* _PROBLEM DETAILS_: Exactly as they appear, output all of the records. Skip any images.
□ □ □ □
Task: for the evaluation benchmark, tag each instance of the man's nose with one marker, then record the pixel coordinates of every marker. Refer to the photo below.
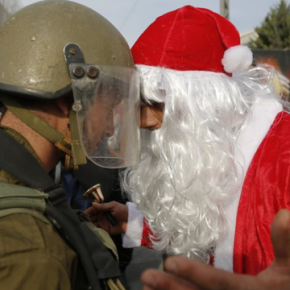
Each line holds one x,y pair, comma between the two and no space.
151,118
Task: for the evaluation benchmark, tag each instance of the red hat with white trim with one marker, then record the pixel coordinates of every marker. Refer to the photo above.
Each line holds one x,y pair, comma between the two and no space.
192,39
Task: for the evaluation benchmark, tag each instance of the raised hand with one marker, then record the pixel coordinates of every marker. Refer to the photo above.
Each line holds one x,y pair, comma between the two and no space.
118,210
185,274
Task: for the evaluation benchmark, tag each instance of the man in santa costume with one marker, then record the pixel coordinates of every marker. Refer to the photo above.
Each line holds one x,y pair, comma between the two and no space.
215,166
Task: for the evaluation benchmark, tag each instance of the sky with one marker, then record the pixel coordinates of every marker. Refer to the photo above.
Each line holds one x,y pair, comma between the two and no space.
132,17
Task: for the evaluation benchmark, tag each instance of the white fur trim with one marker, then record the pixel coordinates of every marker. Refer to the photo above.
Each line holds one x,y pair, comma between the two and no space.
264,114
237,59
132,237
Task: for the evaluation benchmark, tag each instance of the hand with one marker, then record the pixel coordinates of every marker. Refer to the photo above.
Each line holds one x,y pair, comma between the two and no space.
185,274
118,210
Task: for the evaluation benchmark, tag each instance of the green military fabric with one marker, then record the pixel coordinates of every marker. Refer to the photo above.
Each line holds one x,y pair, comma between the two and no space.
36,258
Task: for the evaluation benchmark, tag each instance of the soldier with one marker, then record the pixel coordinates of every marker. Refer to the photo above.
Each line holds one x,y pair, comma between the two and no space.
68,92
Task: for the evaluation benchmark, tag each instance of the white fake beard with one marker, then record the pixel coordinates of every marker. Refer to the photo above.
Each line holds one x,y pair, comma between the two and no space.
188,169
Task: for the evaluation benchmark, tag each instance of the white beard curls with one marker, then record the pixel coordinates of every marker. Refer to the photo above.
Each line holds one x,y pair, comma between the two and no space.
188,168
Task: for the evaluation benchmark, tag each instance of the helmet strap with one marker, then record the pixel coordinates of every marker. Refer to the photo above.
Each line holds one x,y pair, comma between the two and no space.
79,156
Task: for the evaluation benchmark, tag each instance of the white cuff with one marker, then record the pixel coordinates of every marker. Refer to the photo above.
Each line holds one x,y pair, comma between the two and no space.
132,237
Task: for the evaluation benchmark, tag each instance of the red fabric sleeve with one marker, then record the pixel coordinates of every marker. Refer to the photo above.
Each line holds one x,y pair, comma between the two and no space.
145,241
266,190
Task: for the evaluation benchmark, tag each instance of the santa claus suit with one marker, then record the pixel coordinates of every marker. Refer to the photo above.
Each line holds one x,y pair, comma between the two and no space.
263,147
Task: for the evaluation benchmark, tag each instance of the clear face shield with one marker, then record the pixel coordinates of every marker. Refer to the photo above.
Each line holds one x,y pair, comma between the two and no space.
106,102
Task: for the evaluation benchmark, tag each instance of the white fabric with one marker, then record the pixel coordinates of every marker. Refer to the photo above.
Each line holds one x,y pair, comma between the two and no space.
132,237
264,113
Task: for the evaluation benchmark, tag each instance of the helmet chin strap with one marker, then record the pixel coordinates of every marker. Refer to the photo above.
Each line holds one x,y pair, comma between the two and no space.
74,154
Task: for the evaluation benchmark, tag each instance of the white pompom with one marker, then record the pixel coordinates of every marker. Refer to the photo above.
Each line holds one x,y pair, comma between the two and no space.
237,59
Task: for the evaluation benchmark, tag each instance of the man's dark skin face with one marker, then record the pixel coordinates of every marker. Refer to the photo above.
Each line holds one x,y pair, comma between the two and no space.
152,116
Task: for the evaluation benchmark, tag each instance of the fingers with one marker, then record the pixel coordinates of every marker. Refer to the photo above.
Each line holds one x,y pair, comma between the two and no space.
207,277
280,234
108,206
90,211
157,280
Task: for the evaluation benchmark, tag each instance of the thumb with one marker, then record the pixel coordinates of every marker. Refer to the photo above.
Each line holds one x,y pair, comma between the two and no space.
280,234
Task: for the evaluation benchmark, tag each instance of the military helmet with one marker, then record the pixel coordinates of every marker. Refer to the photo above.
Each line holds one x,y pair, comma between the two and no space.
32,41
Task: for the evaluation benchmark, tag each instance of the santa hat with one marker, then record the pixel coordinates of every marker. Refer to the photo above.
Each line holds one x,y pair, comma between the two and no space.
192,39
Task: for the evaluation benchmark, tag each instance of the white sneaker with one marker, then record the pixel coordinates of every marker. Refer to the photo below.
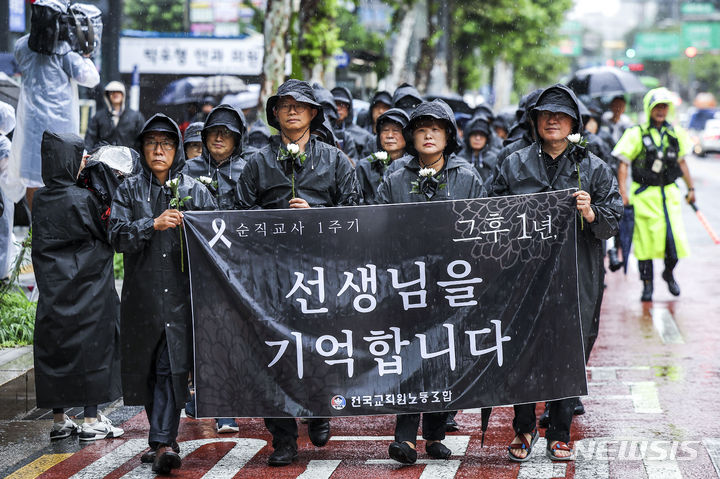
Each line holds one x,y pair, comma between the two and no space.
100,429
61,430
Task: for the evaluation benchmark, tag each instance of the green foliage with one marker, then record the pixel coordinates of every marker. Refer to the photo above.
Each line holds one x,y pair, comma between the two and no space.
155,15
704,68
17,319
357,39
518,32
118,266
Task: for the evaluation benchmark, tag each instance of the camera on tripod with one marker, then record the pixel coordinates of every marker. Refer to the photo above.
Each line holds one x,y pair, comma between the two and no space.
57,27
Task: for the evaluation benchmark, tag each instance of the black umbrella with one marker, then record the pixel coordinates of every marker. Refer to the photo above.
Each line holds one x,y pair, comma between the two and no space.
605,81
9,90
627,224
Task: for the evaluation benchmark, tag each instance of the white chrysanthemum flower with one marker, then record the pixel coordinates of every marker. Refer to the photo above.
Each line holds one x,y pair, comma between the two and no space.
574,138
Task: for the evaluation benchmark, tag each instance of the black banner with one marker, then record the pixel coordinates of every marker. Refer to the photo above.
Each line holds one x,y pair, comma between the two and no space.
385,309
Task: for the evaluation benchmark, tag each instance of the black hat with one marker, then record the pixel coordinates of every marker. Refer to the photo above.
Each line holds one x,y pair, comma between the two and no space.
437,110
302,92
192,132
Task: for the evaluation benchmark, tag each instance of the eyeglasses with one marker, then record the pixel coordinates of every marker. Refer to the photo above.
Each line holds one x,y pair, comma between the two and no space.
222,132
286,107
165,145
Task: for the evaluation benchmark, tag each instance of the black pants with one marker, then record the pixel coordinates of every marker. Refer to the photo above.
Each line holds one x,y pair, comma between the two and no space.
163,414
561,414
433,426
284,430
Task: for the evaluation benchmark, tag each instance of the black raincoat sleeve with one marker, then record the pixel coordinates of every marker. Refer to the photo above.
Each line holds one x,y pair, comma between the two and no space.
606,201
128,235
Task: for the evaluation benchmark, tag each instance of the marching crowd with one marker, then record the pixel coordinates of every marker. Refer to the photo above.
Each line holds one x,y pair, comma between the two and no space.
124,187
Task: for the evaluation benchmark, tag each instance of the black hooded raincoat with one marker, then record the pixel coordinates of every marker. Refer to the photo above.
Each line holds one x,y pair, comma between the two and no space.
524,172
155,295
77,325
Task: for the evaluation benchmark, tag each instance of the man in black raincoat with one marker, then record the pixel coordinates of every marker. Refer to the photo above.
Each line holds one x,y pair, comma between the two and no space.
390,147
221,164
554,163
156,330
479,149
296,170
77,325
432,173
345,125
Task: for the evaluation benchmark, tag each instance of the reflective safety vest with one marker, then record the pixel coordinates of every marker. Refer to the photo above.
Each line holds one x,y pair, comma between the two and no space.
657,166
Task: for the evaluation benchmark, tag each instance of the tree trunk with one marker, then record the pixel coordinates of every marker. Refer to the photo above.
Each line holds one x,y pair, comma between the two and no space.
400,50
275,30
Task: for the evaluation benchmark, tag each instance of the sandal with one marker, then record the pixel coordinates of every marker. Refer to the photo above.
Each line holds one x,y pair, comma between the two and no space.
□ □ □ □
* _RESULT OF THIS TASK_:
Task: for the evaluation benchmark, tag each instance of the man's nose with one marker, then record the pixel coordinates of every marker. Refer to the photo below.
Each line holds one x,y pair, comma between the two and no space.
151,118
Task: for the evaluation benchmark, tag each instance of the red hat with white trim with one marker, then record the pixel coordinates of every marker. Refer to the photo above.
Each line holds one x,y pair, comma between the two and no space.
192,39
Task: for the evaluation benchmark, tag each instance of the raised hand with one marker, then record the pixel coordinates of every marker. Refer to the photo above.
Each line holds one x,y pair, comma between the two and no space.
118,210
185,274
Task: for the evaluation benchmark, tag each instance of the man in santa costume with one marker, then record the pixel coordinates of every marker. Refer to the photo above.
Each line holds one x,y pair, comma between the two and no space.
215,166
Task: for the evaluation benchmark, tag each instance of the sky with one marker, then record the pixel coordinates of every marker. Refer to the photo above.
Each line holds one x,y pair, comma between the two and no space.
132,17
Task: for the evaluation benchmark, tag each instance of the white fur trim with one marker, then record the pixel coordinates of every marker. Refer to the photo above.
Each line holds one x,y pair, comma between the two and no space.
264,114
237,59
132,237
Task: for the evaluation benchmark, tag each instance of the hand with one marker, then record the pixel coordinates of every marker. Refer to the photo above.
Each line holds one x,y pair, comma between the two and no space.
185,274
118,210
Task: for the evaluation benchmark, tag each instance of the green military fabric with one marker, then record the pixel coordinates of every marker. Refer to the photo above.
Each line holds one x,y pair, comma between the two and no space.
36,258
Task: for the evaluation benchmark, tag each instance of the soldier with one marker, then record the pixel coordinates of every marker. Refer to the photo above.
Each line holds one x,y pair, comma between the two and no space.
68,92
Task: for the evaluation benchmark, tag each instance of the white fake beard with one marker, then record the pixel coordinates of every marker. Refer to the photo above.
Each line holds one x,y pair, comma between the two and no space.
188,169
Task: for the evaluation benchmark, tag each instance of the white beard curls with one marker, then record the pixel coordinates of every marker. Refer to the photo above.
Each line holds one x,y pair, comma between the two and no space.
188,168
Task: for the evaluation benchmark, tag each instance of the helmet strap with one marker, then record the pixel coordinates of every marker. Refer to the photo above.
Each line holds one x,y pair, comma between the two and no space.
79,156
Task: for the evaluation benchmark, tag each instance of the white cuff with one marker, then record the pixel coordinates of every marker. Refer to the photo above.
Each line holds one x,y pair, comma between the two and no space.
132,237
Task: for the evaluation benchmark, tag each instance of the red fabric sleeve with one marker, then record the pixel coordinates of every marker. Refer to the photo above.
Each line holds one x,y pair, comma between the two and no space.
145,241
266,190
Task: for the evaluation benchmark, tag each instance of the santa claus suit with one marker, then record the pixel coordinates of every marker. Refer to the photo above.
Each line holds one x,y pair, comma between the two and no space.
263,147
Task: for the evaluation benchmark, tag each instance of the clear face shield with one marker, then record the pixel coordinates of every marker. Refer to the photo above.
Each line holds one x,y pair, comma between the two and no space.
106,102
Task: for the evaluation benchmark, tag each instance of the white fabric with one marker, then record the pixel coordinates of every marker. Refer to the photo above.
Each line holds one x,y pair, comma between the two and no space.
132,237
264,113
Task: for the evaluation benchmark, tag each instance of the helmet chin strap with one marker, then record the pixel coordinates of every marker. Refer to the photo above.
Each line holds one x,y pair, comma between the two and no space.
74,154
Task: for the evaluation benchmark, tag each instance of the white pompom with one marker, then record the pixel coordinates of every marker. Refer to the photo above.
Each line holds one x,y pair, comma between the two and no space.
237,59
Task: for the evaluation benchmark, tag each instance of the man's dark skin face with one marker, then record the pixel coordinates of every marker. Refer to the photo above.
Each line holds one x,y pair, comma between the two and no space.
152,116
Task: for the evaluation benchmark, tag each instance of the fingers with one marker, then record the pixel coordinates of every marker. Refer to the photo above.
Each line holds one x,y pair, comma between the two and no space.
207,277
280,234
108,206
90,211
157,280
Task: for the evaluation benchmark, tag each instance of the thumb with one marker, then record the pixel coordinates of every marker. Refer to the photo above.
Each line holds one x,y pair, comma between the two and no space.
280,234
Task: for the evaluation benchmark, tag each instance of the military helmet with one marker, then record the pixel coordinates of every marker. Refer to the photo above.
Each line holds one x,y pair, comma between the two and no space.
32,41
Task: for the evaluation benchmark, tag each instance of the santa hat with one marker, then record the pixel coordinates of every marker. Refer to the photo above.
Each line holds one x,y pair, comma between the two and no space.
192,39
Task: for the evaluation benchmark, tag each instance of the white sneaker with one marker, then record the pixel coordinates of every marker. Refer to the photo below.
Each line holds one x,y pair, comma between the two and no space.
100,429
61,430
Task: for the evaluation benchmark, tag each instance of the green foliage with one marker, then record the pixel coordinates of every marker. Refer to the photo above.
Each line holds one x,y pair, comma between the two and no space.
155,15
704,68
17,319
357,39
518,32
118,266
Task: for the evaluation benchmark, tag each instance of the camera on tripod with one marker, then record the pixel coordinates of every marker. Refer to the photo above.
Each line holds one x,y pair, comma between the two and no space.
57,27
Task: for the evaluation benchmark, tag each instance of the black umbrella with one marker, then record the pixel coordinates of every marker. Refer to the photo above.
Each line holds one x,y pair, comma between the two and no space.
605,81
9,90
627,224
Task: for the evaluation benchmark, tag each instance of the white chrysanthemum flower with one marker, then record the pixel coordinates of every marker. Refer to the photo above.
Each line holds one x,y pair, comma between the two and no space.
574,138
Task: for the evaluation benchmark, tag each instance of the black banner with one marker, then record the pixel coordinates of every marker. Refer to the photo above.
Each line holds one x,y pair, comma between the two and no space.
385,309
Task: for the evaluation benchmark, tag each instance of the black hat with one marker, then record the pixel coordinates of every marker. Refer to the photo above.
Each line holds one x,y pair, comma between the two and no space.
437,110
302,92
192,132
Task: for the evaluation benchmark, tag each instance of the eyeglasses with one marker, then record the pixel coordinates of every marker. Refer to the photo above.
Each line holds one x,y pair, comma between the two and no space.
222,132
286,107
165,145
Task: for the evaluation benchmark, tag each instance of the black pants with one marker, then record the pixel coordinates of every marker. Refer to the photo above.
Each line holds one x,y pair, comma between the two and no space.
163,414
561,414
433,426
284,430
Task: for the evaluation benchmark, tag each instance of the black raincoat sleeve with one marker, then record the pixel coordinates of every marker. Refer to the photo above.
Each line holds one x,y pair, comma between the two and no space.
606,201
128,235
Task: for the evaluation benchmark, tag each instance of the marching crowd with one marker, then record the pixel coordinates of every marker. Refer to the photo above.
Each line holds one x,y pair, comma between the two and no space.
124,187
Task: for the evaluation benchmark, tag each instance of the black hooded raincoat with one marker, then record the pixel coordinates of every marker. Refer to the photo above.
Each line holds one x,y pair, comma between the two and no space.
524,172
155,295
77,325
Task: for the evaluation benchmark, tag each instance of the man in black raincoat with one marker, then record the pixel coordinates of every marker. Refer to the photo above.
Each line holds one x,y pair, comma between the two and no space.
390,147
221,164
554,163
156,330
479,149
296,170
77,325
432,173
345,125
Task: for the evaluation benchmark, tag each instance of the reflective safety vest with one marker, then record the pixel coordinates of every marker. Refer to the photo above.
Each line holds one x,y pair, comma between the two and no space.
657,166
Task: for the evaluation benchmark, tag each instance of the tree trunk with one marker, then record the pixel coordinates of every marker. Refer to the photo above.
Each line holds one x,y pair, comma between the two and no space.
400,50
275,30
Task: for the evaluation benchmark, tag each instance of the sandal with one marker, then record the pixel coordinates of every marker. Refer to the photo above.
Each line holds one x,y pair, comma between the two and no space.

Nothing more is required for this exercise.